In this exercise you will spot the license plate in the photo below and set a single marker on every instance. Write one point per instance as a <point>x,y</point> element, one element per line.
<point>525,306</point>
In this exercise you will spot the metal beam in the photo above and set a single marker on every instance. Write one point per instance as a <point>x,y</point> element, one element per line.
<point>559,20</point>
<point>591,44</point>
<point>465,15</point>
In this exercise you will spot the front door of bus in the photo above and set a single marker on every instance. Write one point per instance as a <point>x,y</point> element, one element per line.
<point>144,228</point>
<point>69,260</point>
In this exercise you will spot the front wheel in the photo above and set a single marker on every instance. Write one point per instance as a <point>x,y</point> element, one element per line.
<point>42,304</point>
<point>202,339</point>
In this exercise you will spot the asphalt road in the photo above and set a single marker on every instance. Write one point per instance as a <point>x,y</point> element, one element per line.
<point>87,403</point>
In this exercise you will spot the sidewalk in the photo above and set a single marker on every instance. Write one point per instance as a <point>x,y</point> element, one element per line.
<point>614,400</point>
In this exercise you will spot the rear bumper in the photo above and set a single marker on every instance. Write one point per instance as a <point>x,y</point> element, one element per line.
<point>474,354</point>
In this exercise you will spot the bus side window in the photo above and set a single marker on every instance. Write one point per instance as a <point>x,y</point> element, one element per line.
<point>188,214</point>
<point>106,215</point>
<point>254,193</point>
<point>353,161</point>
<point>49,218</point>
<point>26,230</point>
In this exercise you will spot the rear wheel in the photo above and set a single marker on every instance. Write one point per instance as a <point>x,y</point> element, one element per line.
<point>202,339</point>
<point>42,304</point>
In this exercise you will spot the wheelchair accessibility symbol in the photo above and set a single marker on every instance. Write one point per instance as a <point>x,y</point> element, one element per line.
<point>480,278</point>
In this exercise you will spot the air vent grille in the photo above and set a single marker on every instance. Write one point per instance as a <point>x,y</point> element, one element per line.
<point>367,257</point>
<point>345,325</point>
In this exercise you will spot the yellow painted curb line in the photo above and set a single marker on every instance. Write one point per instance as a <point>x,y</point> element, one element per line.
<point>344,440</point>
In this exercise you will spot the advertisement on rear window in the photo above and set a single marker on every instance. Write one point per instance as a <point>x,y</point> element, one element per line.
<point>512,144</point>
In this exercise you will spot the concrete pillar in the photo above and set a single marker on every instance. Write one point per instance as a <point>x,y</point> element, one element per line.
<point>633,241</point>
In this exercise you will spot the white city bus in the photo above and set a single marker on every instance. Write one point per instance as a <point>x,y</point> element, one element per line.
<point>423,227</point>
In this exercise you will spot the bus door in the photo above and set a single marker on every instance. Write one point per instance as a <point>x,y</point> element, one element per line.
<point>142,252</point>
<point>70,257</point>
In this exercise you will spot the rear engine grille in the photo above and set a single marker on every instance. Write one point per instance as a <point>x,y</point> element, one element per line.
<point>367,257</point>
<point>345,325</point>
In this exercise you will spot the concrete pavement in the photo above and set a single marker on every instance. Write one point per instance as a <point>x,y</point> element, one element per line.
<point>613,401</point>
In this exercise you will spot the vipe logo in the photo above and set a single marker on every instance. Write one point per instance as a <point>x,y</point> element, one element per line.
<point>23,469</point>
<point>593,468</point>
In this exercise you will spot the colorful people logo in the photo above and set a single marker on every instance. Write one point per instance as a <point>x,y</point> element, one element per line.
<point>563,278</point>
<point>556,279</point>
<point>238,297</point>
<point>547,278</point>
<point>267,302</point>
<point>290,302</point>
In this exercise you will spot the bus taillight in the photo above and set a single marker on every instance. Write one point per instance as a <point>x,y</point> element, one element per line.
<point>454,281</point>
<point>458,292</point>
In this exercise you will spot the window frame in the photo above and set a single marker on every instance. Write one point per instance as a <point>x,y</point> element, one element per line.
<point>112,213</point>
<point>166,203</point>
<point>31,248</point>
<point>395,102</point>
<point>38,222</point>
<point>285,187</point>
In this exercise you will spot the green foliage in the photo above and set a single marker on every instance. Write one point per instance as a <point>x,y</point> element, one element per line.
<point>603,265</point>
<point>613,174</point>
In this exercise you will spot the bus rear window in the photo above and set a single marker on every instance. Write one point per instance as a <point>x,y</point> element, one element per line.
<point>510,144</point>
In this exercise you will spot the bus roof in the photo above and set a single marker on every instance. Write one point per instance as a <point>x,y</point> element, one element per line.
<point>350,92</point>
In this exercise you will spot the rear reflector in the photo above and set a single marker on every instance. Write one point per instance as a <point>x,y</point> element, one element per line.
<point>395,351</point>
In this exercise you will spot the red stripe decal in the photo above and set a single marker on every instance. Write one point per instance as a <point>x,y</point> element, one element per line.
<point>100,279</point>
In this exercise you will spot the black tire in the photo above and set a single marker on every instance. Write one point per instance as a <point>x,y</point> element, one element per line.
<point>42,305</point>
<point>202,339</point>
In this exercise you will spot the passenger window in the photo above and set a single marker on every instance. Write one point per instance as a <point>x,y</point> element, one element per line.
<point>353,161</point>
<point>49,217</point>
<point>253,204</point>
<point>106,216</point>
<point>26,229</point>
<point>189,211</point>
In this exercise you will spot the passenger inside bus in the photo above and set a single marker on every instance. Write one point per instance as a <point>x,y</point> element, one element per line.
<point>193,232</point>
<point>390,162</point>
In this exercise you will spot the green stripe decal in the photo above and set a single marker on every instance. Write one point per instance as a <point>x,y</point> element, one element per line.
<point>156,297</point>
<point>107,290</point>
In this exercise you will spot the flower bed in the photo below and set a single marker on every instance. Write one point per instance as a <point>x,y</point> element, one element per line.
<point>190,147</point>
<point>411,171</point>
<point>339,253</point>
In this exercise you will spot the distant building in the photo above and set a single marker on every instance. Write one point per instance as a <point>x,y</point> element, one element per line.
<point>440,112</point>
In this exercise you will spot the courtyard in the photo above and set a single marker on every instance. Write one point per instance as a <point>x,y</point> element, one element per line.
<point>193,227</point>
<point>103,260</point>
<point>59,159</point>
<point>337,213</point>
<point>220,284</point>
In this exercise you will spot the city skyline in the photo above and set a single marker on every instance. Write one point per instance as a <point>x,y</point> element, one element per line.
----
WORK REQUIRED
Could you repeat, word for word, the lines in the records above, starting with the line that contains "In this exercise you will spot the rear wheel" and going on through the line that contains "<point>480,278</point>"?

COMPLETE OUTPUT
In this exercise you will spot the rear wheel in the photo above and set a single marker on every instance. Write one point per instance as a <point>x,y</point> element, one element per line.
<point>202,339</point>
<point>42,304</point>
In this exercise you will spot the wheelchair accessibility symbol in the photo above and set a single marker on every instance. Write one point per instance as a <point>x,y</point> element, one element per line.
<point>480,278</point>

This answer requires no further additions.